- [TASK REQUIREMENTS]:
(1) From the piece on Bob Carr and asylum seekers, return the passage that begins at the words "2GB’s Chris Smith" and stops after the words "people, Smith suggested.".
(2) According to the piece on Bob Carr and asylum seekers, how many asylum seekers had arrived since the government announced its "no advantage" principle?
(3) In the piece on Bob Carr and asylum seekers, why did Chris Smith suggest actually processing the asylum seekers?

11 July 2013
The Mc prefix has crept into modern vernacular to mean an imitation of the real thing. Australia’s pseudo ever-so-erudite Foreign Minister, Bob Carr alias Bob McCarr-McDonald, imposter as Immigration Minister and you know who, has weighed into the delicate asylum seeker debate with the claim that Australia is being duped by imposters – McRefugees – claiming that recent arrivals were not fleeing persecution at all but, rather, were economic migrants.
Fancy that! Refugees duping Australia. Fancy that! Our Foreign Minister duping Australia with hostility-breeding political opportunism based on McBigotry, which is electorally popular in McOz.
Ironic isn’t it? The ultimate McSymbol, Ronald McDonald more than any other single figure epitomises western culture – a clown with no heart … or brain!
Aptly dressed in his Ronald McDonald suit, Bob McCarr-McDonald appeared on Sydney’s 2GB for some McClarification. ”Just to clarify what I said,” he told Sydney radio, ”I said that, in recent boat arrivals, 100 per cent appeared to be economic refugees.”
2GB’s Chris Smith alluded to one of the problems with Carr’s argument: the fact that none of the 22,600 asylum seekers who have arrived since the government announced its ”no advantage” principle last August have been processed. Would it not be an idea to test his claims by actually processing these people, Smith suggested.
Carr had no answer.
* This piece was partly sourced from a recent column by Michael Gordon, The Age 6 July 2013: No advantage in allowing Carr to fan asylum flames
Predictably, the backlash has been severe from many quarters. Refugee advocate Julian Burnside told Fairfax Media that he thought ”Senator Carr is talking through his hat”. The Age heads this article by Jonathon Swan:
Foreign Minister ‘being a bigot’ over asylum seekers
Foreign Minister Bob Carr has been described as behaving like a ”bigot” by a leading human rights lawyer for portraying asylum seekers as economic opportunists.
Refugee advocate Julian Burnside told Fairfax Media on Wednesday that he thought ”Senator Carr is talking through his hat”.
”I think he’s just being a bigot . . . It sounds very much like dog whistle politics in order to make community attitudes harden against people who risk their lives to get here,” he said.

Data items
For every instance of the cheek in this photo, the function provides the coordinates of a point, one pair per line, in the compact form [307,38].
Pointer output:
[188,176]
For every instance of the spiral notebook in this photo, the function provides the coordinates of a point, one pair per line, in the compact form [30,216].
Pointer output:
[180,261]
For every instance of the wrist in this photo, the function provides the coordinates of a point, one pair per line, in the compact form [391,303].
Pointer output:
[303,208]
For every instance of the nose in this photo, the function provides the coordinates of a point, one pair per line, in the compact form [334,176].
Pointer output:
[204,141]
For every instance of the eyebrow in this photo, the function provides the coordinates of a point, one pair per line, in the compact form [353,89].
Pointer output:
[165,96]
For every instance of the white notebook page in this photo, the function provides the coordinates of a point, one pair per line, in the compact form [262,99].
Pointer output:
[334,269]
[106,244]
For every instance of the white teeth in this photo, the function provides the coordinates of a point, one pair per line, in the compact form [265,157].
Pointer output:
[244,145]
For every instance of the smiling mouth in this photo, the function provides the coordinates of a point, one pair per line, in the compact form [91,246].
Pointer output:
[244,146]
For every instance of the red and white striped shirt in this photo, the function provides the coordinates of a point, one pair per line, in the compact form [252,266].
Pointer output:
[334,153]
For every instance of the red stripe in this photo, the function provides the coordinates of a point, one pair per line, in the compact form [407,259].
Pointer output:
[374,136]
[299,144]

- [TASK-BY-TASK OUTPUTS]:
(1)
2GB’s Chris Smith alluded to one of the problems with Carr’s argument: the fact that none of the 22,600 asylum seekers who have arrived since the government announced its ”no advantage” principle last August have been processed. Would it not be an idea to test his claims by actually processing these people, Smith suggested.

(2) 22,600, and none of them had been processed.

(3) Carr claimed that 100 per cent of recent boat arrivals appeared to be economic refugees. However, none of the 22,600 asylum seekers who had arrived since the "no advantage" principle was announced had been processed, so Smith suggested processing them to test Carr's claims.